STORED ROWS:

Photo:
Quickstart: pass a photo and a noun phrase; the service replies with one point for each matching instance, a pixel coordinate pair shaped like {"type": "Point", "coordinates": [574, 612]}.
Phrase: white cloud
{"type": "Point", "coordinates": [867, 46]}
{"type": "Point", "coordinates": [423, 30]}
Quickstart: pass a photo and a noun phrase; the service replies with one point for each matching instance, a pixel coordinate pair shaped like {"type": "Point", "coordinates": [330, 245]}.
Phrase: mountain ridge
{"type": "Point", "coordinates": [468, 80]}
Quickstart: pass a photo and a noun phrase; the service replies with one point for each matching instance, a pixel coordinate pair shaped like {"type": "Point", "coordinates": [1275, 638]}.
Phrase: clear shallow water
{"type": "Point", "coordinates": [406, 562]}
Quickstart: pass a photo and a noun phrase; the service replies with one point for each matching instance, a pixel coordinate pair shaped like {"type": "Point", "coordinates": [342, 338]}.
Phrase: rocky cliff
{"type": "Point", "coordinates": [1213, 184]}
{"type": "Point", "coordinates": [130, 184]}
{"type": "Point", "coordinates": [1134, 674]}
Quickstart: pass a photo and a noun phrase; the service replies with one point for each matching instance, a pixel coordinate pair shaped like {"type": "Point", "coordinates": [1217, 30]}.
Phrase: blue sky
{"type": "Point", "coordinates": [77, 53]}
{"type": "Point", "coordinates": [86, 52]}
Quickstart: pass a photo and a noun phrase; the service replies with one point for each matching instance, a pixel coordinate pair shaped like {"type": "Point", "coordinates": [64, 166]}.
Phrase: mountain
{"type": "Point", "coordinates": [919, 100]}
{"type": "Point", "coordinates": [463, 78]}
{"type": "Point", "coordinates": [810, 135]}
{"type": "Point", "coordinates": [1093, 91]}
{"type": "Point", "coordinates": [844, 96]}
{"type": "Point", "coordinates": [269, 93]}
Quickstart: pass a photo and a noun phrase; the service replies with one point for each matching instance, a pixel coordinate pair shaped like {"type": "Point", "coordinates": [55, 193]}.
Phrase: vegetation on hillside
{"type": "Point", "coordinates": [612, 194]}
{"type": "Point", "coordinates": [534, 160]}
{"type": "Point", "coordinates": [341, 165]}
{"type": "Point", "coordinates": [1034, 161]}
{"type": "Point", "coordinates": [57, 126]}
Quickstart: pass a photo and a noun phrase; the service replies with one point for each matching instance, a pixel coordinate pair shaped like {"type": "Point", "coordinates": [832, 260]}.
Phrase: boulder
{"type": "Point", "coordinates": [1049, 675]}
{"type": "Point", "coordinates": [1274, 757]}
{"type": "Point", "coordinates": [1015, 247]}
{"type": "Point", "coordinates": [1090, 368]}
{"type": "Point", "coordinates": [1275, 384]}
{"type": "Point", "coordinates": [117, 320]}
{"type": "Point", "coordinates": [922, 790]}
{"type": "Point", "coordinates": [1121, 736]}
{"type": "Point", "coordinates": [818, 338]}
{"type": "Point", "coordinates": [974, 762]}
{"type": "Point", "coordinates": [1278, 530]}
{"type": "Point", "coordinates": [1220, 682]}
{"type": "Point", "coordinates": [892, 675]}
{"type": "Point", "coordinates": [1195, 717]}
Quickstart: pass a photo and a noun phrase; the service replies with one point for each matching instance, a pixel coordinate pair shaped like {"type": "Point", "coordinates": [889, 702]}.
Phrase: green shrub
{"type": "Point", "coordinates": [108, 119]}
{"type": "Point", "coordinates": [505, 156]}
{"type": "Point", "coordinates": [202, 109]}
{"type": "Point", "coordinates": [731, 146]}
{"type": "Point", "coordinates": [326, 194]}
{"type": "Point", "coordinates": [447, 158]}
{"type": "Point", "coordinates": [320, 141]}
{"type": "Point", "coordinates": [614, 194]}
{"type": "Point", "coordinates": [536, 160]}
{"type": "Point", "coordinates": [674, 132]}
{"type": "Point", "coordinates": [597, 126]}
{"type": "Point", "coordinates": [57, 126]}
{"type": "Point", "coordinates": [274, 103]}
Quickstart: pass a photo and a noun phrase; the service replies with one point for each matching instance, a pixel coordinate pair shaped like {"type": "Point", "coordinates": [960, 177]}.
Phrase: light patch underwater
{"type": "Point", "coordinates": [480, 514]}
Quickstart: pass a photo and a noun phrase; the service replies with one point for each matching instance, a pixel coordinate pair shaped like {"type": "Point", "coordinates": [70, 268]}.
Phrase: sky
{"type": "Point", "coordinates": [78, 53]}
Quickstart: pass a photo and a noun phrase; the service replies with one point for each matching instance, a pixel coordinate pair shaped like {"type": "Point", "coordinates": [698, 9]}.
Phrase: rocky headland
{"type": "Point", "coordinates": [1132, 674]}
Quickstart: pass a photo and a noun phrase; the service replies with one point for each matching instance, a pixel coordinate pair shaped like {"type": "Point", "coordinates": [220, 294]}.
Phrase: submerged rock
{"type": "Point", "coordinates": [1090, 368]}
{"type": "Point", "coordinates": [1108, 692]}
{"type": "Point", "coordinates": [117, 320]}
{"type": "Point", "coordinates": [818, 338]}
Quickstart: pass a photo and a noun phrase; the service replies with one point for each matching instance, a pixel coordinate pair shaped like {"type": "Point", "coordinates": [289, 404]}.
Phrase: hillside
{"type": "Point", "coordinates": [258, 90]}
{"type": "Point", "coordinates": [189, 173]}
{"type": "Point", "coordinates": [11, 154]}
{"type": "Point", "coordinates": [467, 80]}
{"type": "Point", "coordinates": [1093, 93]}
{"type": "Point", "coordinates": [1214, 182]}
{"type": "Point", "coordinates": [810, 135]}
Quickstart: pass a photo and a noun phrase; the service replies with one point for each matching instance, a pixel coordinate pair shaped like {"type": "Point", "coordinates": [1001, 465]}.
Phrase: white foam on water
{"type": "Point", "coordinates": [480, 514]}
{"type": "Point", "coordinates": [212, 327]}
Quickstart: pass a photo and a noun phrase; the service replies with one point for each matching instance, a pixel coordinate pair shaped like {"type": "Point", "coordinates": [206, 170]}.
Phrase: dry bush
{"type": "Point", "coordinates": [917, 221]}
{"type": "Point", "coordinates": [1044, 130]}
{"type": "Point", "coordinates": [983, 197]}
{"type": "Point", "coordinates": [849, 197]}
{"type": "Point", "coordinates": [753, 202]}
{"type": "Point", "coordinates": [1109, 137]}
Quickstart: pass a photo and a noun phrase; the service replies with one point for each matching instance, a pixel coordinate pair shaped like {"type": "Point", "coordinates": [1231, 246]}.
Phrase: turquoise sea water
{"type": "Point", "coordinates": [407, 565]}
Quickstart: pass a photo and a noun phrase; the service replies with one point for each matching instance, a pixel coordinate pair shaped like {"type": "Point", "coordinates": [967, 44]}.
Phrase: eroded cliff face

TASK GOAL: How many lines in the entries above contain the string "hillside"? Case counts. Reply with the number alone.

WRITTEN SOLUTION: 2